▸ Data section
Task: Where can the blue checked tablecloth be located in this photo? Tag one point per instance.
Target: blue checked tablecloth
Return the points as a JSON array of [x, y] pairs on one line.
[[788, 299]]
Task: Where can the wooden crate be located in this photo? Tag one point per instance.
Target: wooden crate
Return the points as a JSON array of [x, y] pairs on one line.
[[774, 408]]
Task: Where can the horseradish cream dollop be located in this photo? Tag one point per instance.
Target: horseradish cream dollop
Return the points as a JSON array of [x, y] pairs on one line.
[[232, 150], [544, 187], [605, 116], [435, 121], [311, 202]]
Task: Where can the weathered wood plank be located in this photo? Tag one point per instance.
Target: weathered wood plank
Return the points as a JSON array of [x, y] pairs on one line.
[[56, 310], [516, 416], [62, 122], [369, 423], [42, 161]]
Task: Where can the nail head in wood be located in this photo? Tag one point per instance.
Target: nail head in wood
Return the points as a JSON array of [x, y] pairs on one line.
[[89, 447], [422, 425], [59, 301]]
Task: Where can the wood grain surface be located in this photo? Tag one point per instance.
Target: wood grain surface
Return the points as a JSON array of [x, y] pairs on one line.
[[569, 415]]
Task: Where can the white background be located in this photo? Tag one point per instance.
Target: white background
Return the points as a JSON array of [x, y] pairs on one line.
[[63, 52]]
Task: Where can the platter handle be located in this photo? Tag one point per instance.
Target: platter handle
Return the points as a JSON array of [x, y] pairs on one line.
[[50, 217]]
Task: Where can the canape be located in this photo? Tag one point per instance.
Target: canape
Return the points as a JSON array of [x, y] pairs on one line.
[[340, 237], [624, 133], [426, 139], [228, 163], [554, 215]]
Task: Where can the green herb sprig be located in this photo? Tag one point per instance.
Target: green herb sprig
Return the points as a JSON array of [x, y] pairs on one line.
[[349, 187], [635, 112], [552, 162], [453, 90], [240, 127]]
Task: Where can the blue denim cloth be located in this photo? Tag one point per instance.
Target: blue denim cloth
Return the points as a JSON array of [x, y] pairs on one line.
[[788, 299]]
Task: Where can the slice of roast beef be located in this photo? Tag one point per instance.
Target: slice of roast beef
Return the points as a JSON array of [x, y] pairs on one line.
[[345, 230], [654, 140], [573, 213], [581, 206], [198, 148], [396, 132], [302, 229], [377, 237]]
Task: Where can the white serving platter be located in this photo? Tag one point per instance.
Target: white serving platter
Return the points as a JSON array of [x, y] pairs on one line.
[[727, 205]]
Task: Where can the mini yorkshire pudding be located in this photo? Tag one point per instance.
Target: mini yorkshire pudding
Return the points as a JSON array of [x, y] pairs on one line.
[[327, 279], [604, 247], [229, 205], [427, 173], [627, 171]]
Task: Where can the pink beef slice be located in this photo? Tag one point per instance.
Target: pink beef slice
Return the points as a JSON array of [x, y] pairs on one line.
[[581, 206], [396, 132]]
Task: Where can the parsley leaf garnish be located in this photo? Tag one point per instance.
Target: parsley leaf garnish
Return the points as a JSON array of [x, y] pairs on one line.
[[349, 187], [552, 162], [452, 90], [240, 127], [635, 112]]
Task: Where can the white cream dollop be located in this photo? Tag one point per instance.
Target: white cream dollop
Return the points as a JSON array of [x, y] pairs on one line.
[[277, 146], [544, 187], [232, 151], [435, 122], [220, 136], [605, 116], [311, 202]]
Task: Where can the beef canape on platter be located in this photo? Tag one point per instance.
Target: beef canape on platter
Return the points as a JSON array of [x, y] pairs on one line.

▸ Directive
Update all the entries so that "JSON array" becomes "JSON list" wherever it appears, and keep everything else the same.

▸ Output for this task
Task: Where can the blue checked tablecloth be located in this photo? Tag one point per instance.
Target: blue checked tablecloth
Return the points as a JSON list of [x, y] pairs on one line.
[[788, 299]]
Task: Where can the wooden crate be located in this photo? Tag one point per instance.
Target: wooden crate
Return the points as a JSON list of [x, y] pairs on one line.
[[774, 408]]
Task: Where can the horseradish cream dollop be located in this photo? Tag one point per instance.
Target: horseradish cream dollop
Return the points as a JSON list of [x, y] pairs on one line.
[[232, 150], [544, 187], [605, 116], [435, 121], [311, 202]]
Task: Where can the weathered wood plank be located in this photo? Tag one point per instance.
Target: weathered wood plank
Return the points as a JSON list of [x, y] pairs on one line.
[[56, 310], [516, 416], [62, 122], [369, 423], [42, 161]]
Task: Where can the nail head in wood be located in this photo? Tag one point per instance.
Target: nail head in wood
Return the points as a JSON list of [x, y] pairs on one line.
[[89, 447], [422, 425], [59, 301]]
Task: Where can the wood grain surface be located in this photo? Tag one point per instance.
Target: wood grain surface
Return the points as a JSON list of [x, y] pairs on one line.
[[569, 415]]
Task: Where can the white background be located in this photo? Tag one point per instance.
Target: white background
Return the points as a JSON list of [x, y] pairs on one line.
[[63, 52]]
Task: Where can the platter handle be located in this photo? Tag one point per instance.
Target: platter handle
Return the points as a JSON list of [x, y] pairs on one line.
[[50, 217]]
Task: Where can the canape be located in this photo? Tag one point per instance.
Target: canape
Return the points as a JSON list of [x, y] pairs on one line.
[[340, 237], [624, 133], [426, 139], [228, 163], [554, 215]]
Task: Where can the green herb sprig be located in this photo? Tag one point per instance.
Target: green herb sprig
Return the points as a JSON list of [x, y] pairs on one line.
[[349, 187], [635, 112], [552, 162], [453, 90], [240, 127]]
Task: Where can the blue denim cloth be located in this photo? Tag one point per instance.
Target: blue denim cloth
Return the points as a JSON list of [x, y] pairs on one line.
[[788, 299]]
Task: Where can the slice of roast beef be located in this photo? Tag one point per instance.
Target: slice of roast beef
Return the points as a JSON list of [x, y] pairs on one line.
[[345, 230], [654, 140], [573, 213], [581, 206], [198, 148], [396, 132], [302, 229], [377, 237]]
Task: Where can the white serving platter be located in this photo? Tag one point per instance.
Target: white serving platter
Return the points as a JSON list of [x, y] pairs on one line.
[[727, 205]]
Task: Where can the mini yorkshire pudding be located in this photo? Tag one point per instance.
Target: mini yorkshire pudding
Return the points as a JSON list of [x, y] pairs on one line.
[[327, 279], [604, 247], [229, 205], [427, 173], [627, 171]]
Task: Where can the pink beef slice be located in this photo? Tag one point per instance.
Target: pink beef slice
Return the points as a JSON list of [x, y] pairs on one line.
[[581, 206], [396, 132]]
Task: Where can the parsley leaf garnish be located in this photo? Tag one point per instance.
Target: parsley leaf garnish
Return the points as a JSON list of [x, y] pairs on one line.
[[349, 187], [552, 162], [452, 90], [240, 127], [635, 112]]
Task: Where can the white cream dollop be located in this photo? Tag one point per instance.
Target: white cream dollop
Return the points as a JSON list of [x, y] pairs on one line.
[[277, 146], [544, 187], [232, 151], [435, 122], [220, 136], [605, 116], [311, 202]]
Task: Where can the beef canape on platter be located in this photo? Tag one point per instance.
Target: beef canape on platter
Return the points as a JSON list of [x, y] pairs on one line.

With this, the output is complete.